[Point annotation dataset records]
==================================================

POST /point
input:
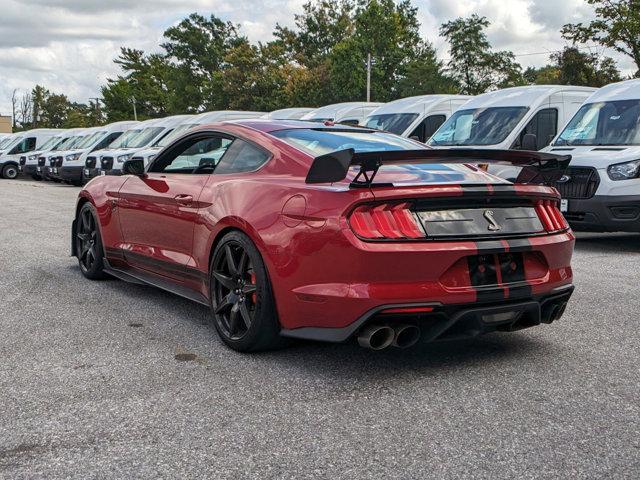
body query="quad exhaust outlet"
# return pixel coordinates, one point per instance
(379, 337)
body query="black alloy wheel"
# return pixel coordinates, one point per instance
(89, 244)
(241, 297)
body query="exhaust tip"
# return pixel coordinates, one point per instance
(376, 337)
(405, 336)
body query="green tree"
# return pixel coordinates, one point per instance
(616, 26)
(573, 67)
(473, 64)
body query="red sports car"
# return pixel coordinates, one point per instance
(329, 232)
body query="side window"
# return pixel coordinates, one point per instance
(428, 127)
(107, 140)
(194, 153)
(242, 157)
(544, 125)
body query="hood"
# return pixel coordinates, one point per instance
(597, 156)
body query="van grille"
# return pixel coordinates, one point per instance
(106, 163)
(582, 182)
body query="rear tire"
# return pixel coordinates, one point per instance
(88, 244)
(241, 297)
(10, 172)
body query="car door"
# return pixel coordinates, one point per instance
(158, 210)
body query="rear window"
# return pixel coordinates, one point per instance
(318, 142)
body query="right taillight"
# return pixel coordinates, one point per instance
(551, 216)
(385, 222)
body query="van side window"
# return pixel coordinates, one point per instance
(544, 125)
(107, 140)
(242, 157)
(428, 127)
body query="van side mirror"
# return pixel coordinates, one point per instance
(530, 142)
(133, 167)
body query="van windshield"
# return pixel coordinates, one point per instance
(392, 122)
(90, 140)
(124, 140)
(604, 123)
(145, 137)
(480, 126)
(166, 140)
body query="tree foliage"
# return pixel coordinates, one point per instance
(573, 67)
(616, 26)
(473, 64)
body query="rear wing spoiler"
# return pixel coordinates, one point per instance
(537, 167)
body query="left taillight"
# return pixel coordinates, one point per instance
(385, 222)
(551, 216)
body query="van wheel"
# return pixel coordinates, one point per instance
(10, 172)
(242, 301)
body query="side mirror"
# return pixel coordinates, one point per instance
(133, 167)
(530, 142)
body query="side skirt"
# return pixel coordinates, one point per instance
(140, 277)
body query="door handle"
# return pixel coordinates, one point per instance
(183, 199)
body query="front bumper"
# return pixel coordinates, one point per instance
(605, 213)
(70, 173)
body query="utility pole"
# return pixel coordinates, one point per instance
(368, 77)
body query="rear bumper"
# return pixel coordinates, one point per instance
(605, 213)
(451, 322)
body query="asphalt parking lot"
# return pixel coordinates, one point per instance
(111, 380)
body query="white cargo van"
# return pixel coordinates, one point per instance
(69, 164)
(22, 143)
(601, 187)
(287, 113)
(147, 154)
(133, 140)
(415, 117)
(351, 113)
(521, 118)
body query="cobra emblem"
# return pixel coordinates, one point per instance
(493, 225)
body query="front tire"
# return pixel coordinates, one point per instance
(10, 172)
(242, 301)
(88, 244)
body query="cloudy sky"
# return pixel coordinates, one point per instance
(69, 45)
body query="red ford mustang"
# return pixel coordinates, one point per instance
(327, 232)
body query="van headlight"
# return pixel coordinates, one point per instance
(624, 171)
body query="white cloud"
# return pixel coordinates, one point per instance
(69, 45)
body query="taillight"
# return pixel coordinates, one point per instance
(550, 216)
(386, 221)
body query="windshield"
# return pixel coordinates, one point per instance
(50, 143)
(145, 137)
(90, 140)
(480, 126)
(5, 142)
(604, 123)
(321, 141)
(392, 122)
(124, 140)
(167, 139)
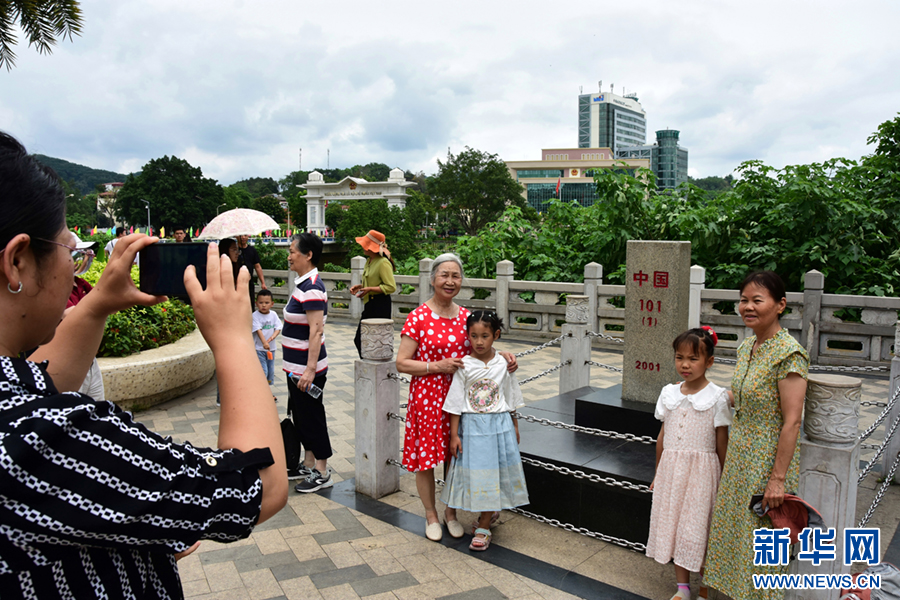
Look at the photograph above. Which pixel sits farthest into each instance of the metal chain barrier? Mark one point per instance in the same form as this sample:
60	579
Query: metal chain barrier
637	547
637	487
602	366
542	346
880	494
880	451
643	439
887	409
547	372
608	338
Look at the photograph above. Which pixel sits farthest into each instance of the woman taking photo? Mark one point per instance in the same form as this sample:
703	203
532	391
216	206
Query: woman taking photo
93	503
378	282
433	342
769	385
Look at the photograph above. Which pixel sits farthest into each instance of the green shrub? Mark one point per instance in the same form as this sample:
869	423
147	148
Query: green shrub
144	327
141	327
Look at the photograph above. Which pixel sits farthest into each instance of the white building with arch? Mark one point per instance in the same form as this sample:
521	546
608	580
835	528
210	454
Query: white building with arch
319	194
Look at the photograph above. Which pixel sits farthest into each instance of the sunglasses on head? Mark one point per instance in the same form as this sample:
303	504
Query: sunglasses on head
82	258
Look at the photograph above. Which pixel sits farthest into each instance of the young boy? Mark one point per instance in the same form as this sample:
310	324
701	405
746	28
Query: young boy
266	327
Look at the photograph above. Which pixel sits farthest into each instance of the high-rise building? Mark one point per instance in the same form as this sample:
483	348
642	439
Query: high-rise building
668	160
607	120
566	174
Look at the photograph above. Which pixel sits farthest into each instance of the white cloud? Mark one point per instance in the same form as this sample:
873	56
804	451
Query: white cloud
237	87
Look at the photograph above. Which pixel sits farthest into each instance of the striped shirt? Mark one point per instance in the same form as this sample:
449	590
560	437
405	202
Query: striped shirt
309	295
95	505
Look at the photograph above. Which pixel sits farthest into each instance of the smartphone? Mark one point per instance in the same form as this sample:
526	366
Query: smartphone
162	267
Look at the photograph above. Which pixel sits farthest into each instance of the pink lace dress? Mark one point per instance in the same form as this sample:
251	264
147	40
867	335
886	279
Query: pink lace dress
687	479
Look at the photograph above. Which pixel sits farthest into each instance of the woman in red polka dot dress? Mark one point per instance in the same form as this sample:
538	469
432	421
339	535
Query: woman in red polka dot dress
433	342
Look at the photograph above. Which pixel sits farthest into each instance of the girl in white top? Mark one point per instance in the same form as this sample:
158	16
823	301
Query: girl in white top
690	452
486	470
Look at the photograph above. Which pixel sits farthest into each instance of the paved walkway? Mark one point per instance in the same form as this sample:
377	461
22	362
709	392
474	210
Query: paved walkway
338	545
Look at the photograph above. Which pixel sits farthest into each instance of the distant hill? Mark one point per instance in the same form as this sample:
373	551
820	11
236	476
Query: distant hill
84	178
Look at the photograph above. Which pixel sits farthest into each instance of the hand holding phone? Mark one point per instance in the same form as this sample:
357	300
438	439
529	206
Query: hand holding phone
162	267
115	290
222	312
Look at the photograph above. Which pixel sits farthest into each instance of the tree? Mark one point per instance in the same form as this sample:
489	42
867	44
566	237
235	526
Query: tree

==================================================

# What to work on
Write the entries above out again exactly, but not the pictures.

# Task result
POST /point
input:
body query="quad exhaust outlet"
# return pixel coordinates, one point per instance
(379, 337)
body query="black alloy wheel"
# return pixel coordinates, one point per instance
(89, 244)
(241, 297)
body query="exhaust tip"
# return pixel coordinates, one point per instance
(376, 337)
(405, 336)
body query="green tree"
# return pixel coordinates, one point per instance
(616, 26)
(573, 67)
(473, 64)
body query="red sports car"
# return pixel coordinates, one point per instance
(329, 232)
body query="side window"
# return pixel coordinates, one point per instance
(428, 127)
(107, 140)
(194, 153)
(242, 157)
(544, 125)
body query="hood"
# return pixel coordinates, one point per instance
(597, 156)
body query="van grille"
# return pixel coordinates, one point per instance
(106, 163)
(582, 182)
body query="rear tire"
# return pixel coordinates, one point per instance
(88, 244)
(241, 297)
(10, 172)
body query="car door"
# return pixel coordinates, one point per instance
(158, 210)
body query="rear window"
# return pixel coordinates, one point per instance
(318, 142)
body query="right taillight"
# return pixel coordinates, one point per instance
(551, 216)
(385, 222)
body query="van side window"
# return pixel coordinates, one point per instance
(544, 125)
(107, 140)
(242, 157)
(428, 127)
body query="van side mirror"
# return pixel coordinates, one point per instance
(530, 142)
(133, 167)
body query="van windshield"
# return pixel coordinates, one point per instance
(392, 122)
(90, 140)
(124, 140)
(604, 123)
(145, 137)
(480, 126)
(166, 140)
body query="tree foliage"
# return pixel coordinates, one point per instance
(573, 67)
(616, 26)
(473, 64)
body query="rear wing spoiler"
# return pixel coordinates, one point per instance
(537, 167)
body query="left taillight"
# return pixel coordinates, one point per instance
(385, 222)
(551, 216)
body query="van wheel"
# return pixel coordinates, one point per instance
(10, 172)
(242, 301)
body query="side mirror"
# return pixel coordinates, one point per instance
(133, 167)
(530, 142)
body query="side skirt"
# return pixel coordinates, one point per instance
(140, 277)
body query="door handle"
# return pixel coordinates, one point per instance
(183, 199)
body query="front bumper"
# return pixel coordinates, one point per instance
(605, 213)
(70, 173)
body query="utility pole"
# return pixel coordinates, one point per instance
(368, 77)
body query="rear bumper"
# return pixel coordinates, one point per instance
(605, 213)
(451, 322)
body query="asphalt parking lot"
# return pixel coordinates, one point per instance
(111, 380)
body query="white cargo van"
# return pixel coordinates, one point per instance
(69, 164)
(22, 143)
(601, 187)
(287, 113)
(147, 154)
(133, 140)
(415, 117)
(351, 113)
(521, 118)
body query="cobra emblem"
# return pixel coordinates, one point per instance
(493, 225)
body query="front tire"
# return pixel coordinates, one point per instance
(10, 172)
(242, 301)
(88, 244)
body query="cloudy sky"
# return pixel coordinates, one point per instance
(69, 45)
body query="red ford mustang"
# return pixel coordinates, one point per instance
(327, 232)
body query="van headlight"
# return pixel coordinates, one point per instance
(624, 171)
body query="white cloud"
# return pixel coordinates, one point per instance
(69, 45)
body query="taillight"
# return pixel coordinates, one point per instance
(550, 216)
(386, 221)
body query="windshield"
# return pixel coordinates, one point per instance
(50, 143)
(145, 137)
(90, 140)
(480, 126)
(5, 142)
(604, 123)
(321, 141)
(392, 122)
(124, 140)
(167, 139)
Look at the photograph above. Which pixel sits farthest into each instance of the metal chain barrier? Mark one point per instance in the same form as this sample:
60	579
Query: metal chain barrier
637	547
637	487
602	366
542	346
880	494
880	451
643	439
887	409
547	372
608	338
Look at the photograph above. Which pixel sits farthest into each instance of the woman taking photo? Mark one point per instance in the same form as this sample:
703	203
532	391
216	206
Query: woman taking photo
93	503
378	282
433	342
769	385
Look at the photograph above. Which pixel sits farthest into each instance of the green shrub? Mark one point per instance in the same form as this sample:
869	423
147	148
Query: green shrub
144	327
141	327
Look at the photograph above. Which pixel sits farthest into each instance of the white building with arch? Mark one point per instance in the same form as this sample:
521	546
608	580
835	528
210	454
Query: white building with arch
319	194
Look at the photograph above. Which pixel sits farthest into each instance of the sunglasses on head? Mark one point per instance in the same form as this sample:
303	504
Query: sunglasses on head
82	258
Look at the photograph above. Which pixel sits farthest into each instance of the young boy? Mark one point per instance in the same form as this sample:
310	324
701	405
746	28
Query: young boy
266	327
Look at the photograph above. Which pixel sits farthest into each instance of the high-rise building? Mark one point per instance in the same form as this sample:
483	348
642	439
Query: high-rise building
668	160
607	120
566	174
Look at the photograph above. Which pixel sits farthest into each instance of the white cloud? Mark one point per instance in the same form as this sample:
873	56
804	451
Query: white cloud
237	87
Look at the photograph above. Which pixel sits farthest into each instance of the striped shirt? Mark one point per instance in the same form as this sample:
449	590
560	437
405	202
Query: striped shirt
309	295
95	505
Look at the photograph above. Which pixel sits farthest into each instance of the smartphone? Mark one point per instance in the same form as this sample:
526	366
Query: smartphone
162	267
Look at the photograph above. Which pixel sits farthest into each instance of the pink lace dress? Mark one point per instance in the same form as this sample:
251	264
147	40
867	335
886	279
Query: pink lace dress
687	479
Look at the photograph above. Which pixel sits farthest into each instance of the woman in red polka dot dress? Mark one point per instance in the same form as this sample:
538	469
432	421
339	535
Query: woman in red polka dot dress
433	342
Look at the photograph above. Which pixel sits farthest into each instance of the girl in white top? Mark one point per instance in the same form as this sample:
158	16
823	301
Query: girl in white top
690	452
486	470
Look at the photograph above. Which pixel sits farthest into each instance of the paved walkway? Mark one point per instance in the same form as this sample:
377	461
22	362
709	392
474	210
Query: paved walkway
338	545
Look at the photograph above. Which pixel sits farthest into each instance of the distant hill? Mark one point per instance in the same form as this sample:
373	551
820	11
236	476
Query: distant hill
84	178
Look at the photograph above. Which pixel sits farthest into each instance of the hand holding phone? Mark one point per instance in the same form as this sample:
357	300
438	439
529	206
Query: hand holding phone
162	267
115	290
222	312
Look at the photograph above. Which pixel sits farthest into each instance of the tree? Mark one point per instance in the same form as this sample:
489	42
867	44
566	237
235	526
Query: tree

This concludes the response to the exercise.